*** Opening Information shown ***

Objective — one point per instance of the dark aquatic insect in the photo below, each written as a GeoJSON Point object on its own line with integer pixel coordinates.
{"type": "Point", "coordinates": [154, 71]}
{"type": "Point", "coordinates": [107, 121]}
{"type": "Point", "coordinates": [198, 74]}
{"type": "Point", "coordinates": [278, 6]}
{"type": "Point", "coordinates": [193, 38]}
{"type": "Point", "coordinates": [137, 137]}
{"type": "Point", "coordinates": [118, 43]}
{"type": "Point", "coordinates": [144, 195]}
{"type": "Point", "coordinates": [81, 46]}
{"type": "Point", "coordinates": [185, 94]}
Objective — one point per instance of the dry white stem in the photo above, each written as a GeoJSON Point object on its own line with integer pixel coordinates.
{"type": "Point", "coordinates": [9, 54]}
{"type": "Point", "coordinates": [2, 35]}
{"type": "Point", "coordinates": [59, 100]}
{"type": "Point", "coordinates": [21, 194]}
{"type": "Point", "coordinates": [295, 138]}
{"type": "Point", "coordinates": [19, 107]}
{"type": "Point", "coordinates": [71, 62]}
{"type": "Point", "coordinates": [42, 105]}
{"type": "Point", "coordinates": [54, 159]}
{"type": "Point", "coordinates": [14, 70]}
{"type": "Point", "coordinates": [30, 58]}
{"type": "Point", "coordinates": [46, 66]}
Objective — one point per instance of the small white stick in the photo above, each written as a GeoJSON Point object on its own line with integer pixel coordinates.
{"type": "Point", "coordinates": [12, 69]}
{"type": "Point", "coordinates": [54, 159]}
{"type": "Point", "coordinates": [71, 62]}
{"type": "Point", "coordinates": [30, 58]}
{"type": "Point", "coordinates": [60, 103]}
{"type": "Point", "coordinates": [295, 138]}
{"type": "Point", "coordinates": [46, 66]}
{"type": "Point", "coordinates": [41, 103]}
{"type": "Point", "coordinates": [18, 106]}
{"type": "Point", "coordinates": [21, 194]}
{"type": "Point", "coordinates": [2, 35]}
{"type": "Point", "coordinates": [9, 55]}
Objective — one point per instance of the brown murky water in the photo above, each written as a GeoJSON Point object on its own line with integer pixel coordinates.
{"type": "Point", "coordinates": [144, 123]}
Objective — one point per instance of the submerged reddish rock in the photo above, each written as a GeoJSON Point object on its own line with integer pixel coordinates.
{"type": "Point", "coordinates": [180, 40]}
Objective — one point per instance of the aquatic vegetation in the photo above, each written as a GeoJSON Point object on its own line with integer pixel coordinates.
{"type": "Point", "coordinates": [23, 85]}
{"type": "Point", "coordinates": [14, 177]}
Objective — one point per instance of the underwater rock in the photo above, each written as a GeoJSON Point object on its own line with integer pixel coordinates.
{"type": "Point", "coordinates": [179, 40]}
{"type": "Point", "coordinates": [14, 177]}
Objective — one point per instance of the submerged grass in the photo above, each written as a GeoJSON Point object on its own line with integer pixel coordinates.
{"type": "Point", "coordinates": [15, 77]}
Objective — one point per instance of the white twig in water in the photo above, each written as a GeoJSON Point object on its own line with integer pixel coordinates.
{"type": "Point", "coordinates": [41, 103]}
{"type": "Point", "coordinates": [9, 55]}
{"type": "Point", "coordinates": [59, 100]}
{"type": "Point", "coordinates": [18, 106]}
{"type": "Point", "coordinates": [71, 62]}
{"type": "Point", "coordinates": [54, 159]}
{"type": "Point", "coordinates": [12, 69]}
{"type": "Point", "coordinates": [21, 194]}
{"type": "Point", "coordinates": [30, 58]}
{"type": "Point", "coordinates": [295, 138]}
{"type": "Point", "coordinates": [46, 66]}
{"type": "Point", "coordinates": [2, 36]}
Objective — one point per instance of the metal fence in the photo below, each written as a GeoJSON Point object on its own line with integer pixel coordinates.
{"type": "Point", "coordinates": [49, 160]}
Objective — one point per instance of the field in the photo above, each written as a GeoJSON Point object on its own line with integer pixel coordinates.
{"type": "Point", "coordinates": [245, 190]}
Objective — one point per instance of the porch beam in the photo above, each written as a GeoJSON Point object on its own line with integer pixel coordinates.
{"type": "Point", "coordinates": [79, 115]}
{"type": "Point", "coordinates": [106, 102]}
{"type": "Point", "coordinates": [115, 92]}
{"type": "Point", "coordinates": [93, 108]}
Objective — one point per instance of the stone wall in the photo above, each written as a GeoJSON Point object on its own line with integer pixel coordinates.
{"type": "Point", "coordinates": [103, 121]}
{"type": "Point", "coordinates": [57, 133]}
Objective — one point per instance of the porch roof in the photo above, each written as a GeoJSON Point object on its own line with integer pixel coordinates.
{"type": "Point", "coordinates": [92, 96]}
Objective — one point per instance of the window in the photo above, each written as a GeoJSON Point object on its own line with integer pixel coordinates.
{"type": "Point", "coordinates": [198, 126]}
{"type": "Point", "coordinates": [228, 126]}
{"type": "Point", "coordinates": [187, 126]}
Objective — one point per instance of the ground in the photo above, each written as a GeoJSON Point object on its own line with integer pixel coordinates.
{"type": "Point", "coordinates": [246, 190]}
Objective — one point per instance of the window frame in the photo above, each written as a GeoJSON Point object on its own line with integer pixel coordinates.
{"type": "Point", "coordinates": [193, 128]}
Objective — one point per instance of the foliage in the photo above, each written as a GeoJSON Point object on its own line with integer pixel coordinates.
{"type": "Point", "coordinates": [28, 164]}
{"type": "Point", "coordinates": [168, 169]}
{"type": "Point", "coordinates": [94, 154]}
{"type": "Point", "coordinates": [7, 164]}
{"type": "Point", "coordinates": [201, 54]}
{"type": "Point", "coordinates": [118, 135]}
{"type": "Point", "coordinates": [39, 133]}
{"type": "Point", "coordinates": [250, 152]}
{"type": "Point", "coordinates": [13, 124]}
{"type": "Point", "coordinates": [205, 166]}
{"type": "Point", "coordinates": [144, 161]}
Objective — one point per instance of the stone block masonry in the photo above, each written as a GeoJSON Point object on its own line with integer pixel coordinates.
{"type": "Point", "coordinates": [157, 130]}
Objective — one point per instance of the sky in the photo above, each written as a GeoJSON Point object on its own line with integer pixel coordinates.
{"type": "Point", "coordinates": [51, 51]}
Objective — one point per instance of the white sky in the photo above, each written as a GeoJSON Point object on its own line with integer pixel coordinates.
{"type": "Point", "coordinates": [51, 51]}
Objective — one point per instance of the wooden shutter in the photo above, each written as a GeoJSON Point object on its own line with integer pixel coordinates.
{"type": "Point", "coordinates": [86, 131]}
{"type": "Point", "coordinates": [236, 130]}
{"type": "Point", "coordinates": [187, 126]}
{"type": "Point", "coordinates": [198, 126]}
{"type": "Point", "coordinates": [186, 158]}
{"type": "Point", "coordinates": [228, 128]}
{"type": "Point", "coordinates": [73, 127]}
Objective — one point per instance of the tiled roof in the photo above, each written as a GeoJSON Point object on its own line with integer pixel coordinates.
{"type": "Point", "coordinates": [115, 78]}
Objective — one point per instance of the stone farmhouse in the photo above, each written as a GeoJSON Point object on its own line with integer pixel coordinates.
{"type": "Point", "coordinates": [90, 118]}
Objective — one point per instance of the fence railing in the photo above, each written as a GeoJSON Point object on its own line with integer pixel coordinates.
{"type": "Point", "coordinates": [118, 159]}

*** Closing Information shown ***

Work item:
Each record above should be repeated exactly as it appears.

Solution below:
Objective — one point per instance of the dark aquatic insect in the photo below, each written as a GeoJSON Point object on its own line with integer pixel coordinates.
{"type": "Point", "coordinates": [154, 71]}
{"type": "Point", "coordinates": [107, 121]}
{"type": "Point", "coordinates": [198, 74]}
{"type": "Point", "coordinates": [278, 6]}
{"type": "Point", "coordinates": [193, 38]}
{"type": "Point", "coordinates": [137, 137]}
{"type": "Point", "coordinates": [118, 43]}
{"type": "Point", "coordinates": [144, 195]}
{"type": "Point", "coordinates": [81, 46]}
{"type": "Point", "coordinates": [185, 94]}
Objective — one point per instance of the dry white stem in the photo above, each written as a GeoJSON Point object on its own line with integer pixel coordinates.
{"type": "Point", "coordinates": [9, 54]}
{"type": "Point", "coordinates": [2, 35]}
{"type": "Point", "coordinates": [59, 100]}
{"type": "Point", "coordinates": [21, 194]}
{"type": "Point", "coordinates": [295, 138]}
{"type": "Point", "coordinates": [19, 107]}
{"type": "Point", "coordinates": [71, 62]}
{"type": "Point", "coordinates": [42, 105]}
{"type": "Point", "coordinates": [54, 159]}
{"type": "Point", "coordinates": [14, 70]}
{"type": "Point", "coordinates": [30, 58]}
{"type": "Point", "coordinates": [46, 66]}
Objective — one point per instance of the small white stick in the photo above, each written as a GeoJSON Point object on its own line with integer pixel coordinates.
{"type": "Point", "coordinates": [12, 69]}
{"type": "Point", "coordinates": [54, 159]}
{"type": "Point", "coordinates": [71, 62]}
{"type": "Point", "coordinates": [30, 58]}
{"type": "Point", "coordinates": [60, 103]}
{"type": "Point", "coordinates": [295, 138]}
{"type": "Point", "coordinates": [46, 66]}
{"type": "Point", "coordinates": [41, 103]}
{"type": "Point", "coordinates": [18, 106]}
{"type": "Point", "coordinates": [21, 194]}
{"type": "Point", "coordinates": [2, 35]}
{"type": "Point", "coordinates": [9, 55]}
Objective — one point per instance of the brown murky water in the photo above, each written as a GeoJSON Point object on its own line with integer pixel coordinates.
{"type": "Point", "coordinates": [144, 123]}
Objective — one point per instance of the submerged reddish rock in the photo above, each written as a GeoJSON Point object on its own line with integer pixel coordinates.
{"type": "Point", "coordinates": [180, 40]}
Objective — one point per instance of the aquatic vegetation in the photo above, each written as a GeoJSON Point object on its own line with integer pixel coordinates.
{"type": "Point", "coordinates": [23, 85]}
{"type": "Point", "coordinates": [14, 177]}
Objective — one point per instance of the underwater rock in the photo above, each written as a GeoJSON Point object on its own line with integer pixel coordinates.
{"type": "Point", "coordinates": [179, 40]}
{"type": "Point", "coordinates": [14, 177]}
Objective — one point per instance of the submerged grass in the photo above, each written as a GeoJSON Point object on its own line with integer pixel coordinates.
{"type": "Point", "coordinates": [15, 77]}
Objective — one point per instance of the white twig in water in the photo above, each written as a GeoJSON Point object on its own line with integer pixel coordinates.
{"type": "Point", "coordinates": [41, 103]}
{"type": "Point", "coordinates": [9, 55]}
{"type": "Point", "coordinates": [59, 100]}
{"type": "Point", "coordinates": [18, 106]}
{"type": "Point", "coordinates": [71, 62]}
{"type": "Point", "coordinates": [54, 159]}
{"type": "Point", "coordinates": [12, 69]}
{"type": "Point", "coordinates": [21, 194]}
{"type": "Point", "coordinates": [30, 58]}
{"type": "Point", "coordinates": [295, 138]}
{"type": "Point", "coordinates": [46, 66]}
{"type": "Point", "coordinates": [2, 36]}
Objective — one point per instance of the metal fence in the photo below, each written as a GeoJSON Point object on its own line with integer pixel coordinates.
{"type": "Point", "coordinates": [49, 160]}
Objective — one point per instance of the field in the photo above, each written as a GeoJSON Point object on its own line with integer pixel coordinates.
{"type": "Point", "coordinates": [245, 190]}
Objective — one point per instance of the porch beam in the photo above, each written as a GeoJSON Point object on its own line with integer pixel coordinates.
{"type": "Point", "coordinates": [79, 115]}
{"type": "Point", "coordinates": [106, 102]}
{"type": "Point", "coordinates": [115, 92]}
{"type": "Point", "coordinates": [93, 108]}
Objective — one point per instance of the stone wall in the photo above, each written as a GeoJSON Point object on its own line with integer pixel coordinates.
{"type": "Point", "coordinates": [103, 121]}
{"type": "Point", "coordinates": [57, 133]}
Objective — one point per instance of the porch roof in the photo above, each written as a GeoJSON Point object on its own line with integer pixel coordinates.
{"type": "Point", "coordinates": [92, 96]}
Objective — one point per instance of the window in the photo above, each written as a GeoJSON Point object on its own line with integer pixel coordinates.
{"type": "Point", "coordinates": [198, 126]}
{"type": "Point", "coordinates": [228, 126]}
{"type": "Point", "coordinates": [187, 126]}
Objective — one point per instance of the ground in the photo above, each written as a GeoJSON Point object on its own line with integer pixel coordinates.
{"type": "Point", "coordinates": [246, 190]}
Objective — one point per instance of the window frame in the photo above, each written as a GeoJSON Point object on its own line with integer pixel coordinates.
{"type": "Point", "coordinates": [193, 128]}
Objective — one point per instance of the foliage in the photo above, each written as a GeoJSON Point object on its own line with integer pixel coordinates.
{"type": "Point", "coordinates": [28, 164]}
{"type": "Point", "coordinates": [168, 169]}
{"type": "Point", "coordinates": [94, 154]}
{"type": "Point", "coordinates": [7, 164]}
{"type": "Point", "coordinates": [201, 54]}
{"type": "Point", "coordinates": [118, 135]}
{"type": "Point", "coordinates": [39, 133]}
{"type": "Point", "coordinates": [250, 152]}
{"type": "Point", "coordinates": [13, 124]}
{"type": "Point", "coordinates": [205, 166]}
{"type": "Point", "coordinates": [144, 161]}
Objective — one point per instance of the stone block masonry in the photo above, each written as a GeoJSON Point object on its own line with integer pixel coordinates.
{"type": "Point", "coordinates": [157, 130]}
Objective — one point per instance of the sky in the photo above, each written as a GeoJSON Point object on its own line with integer pixel coordinates.
{"type": "Point", "coordinates": [51, 51]}
Objective — one point per instance of the white sky in the photo above, each written as a GeoJSON Point object on its own line with integer pixel coordinates.
{"type": "Point", "coordinates": [51, 51]}
Objective — one point per instance of the wooden shutter in the photo above, each written as a GeoJSON Point object on its own line with integer pixel coordinates.
{"type": "Point", "coordinates": [86, 131]}
{"type": "Point", "coordinates": [236, 130]}
{"type": "Point", "coordinates": [187, 126]}
{"type": "Point", "coordinates": [198, 126]}
{"type": "Point", "coordinates": [186, 158]}
{"type": "Point", "coordinates": [228, 128]}
{"type": "Point", "coordinates": [73, 127]}
Objective — one point per instance of the tiled roof in the photo above, each written as a GeoJSON Point object on its own line with integer pixel coordinates.
{"type": "Point", "coordinates": [115, 78]}
Objective — one point per instance of the stone farmhouse in the photo above, each written as a GeoJSON Point object on its own line with integer pixel coordinates.
{"type": "Point", "coordinates": [90, 118]}
Objective — one point per instance of the fence railing in the photo above, each written as a GeoJSON Point object on its own line with integer pixel coordinates.
{"type": "Point", "coordinates": [118, 159]}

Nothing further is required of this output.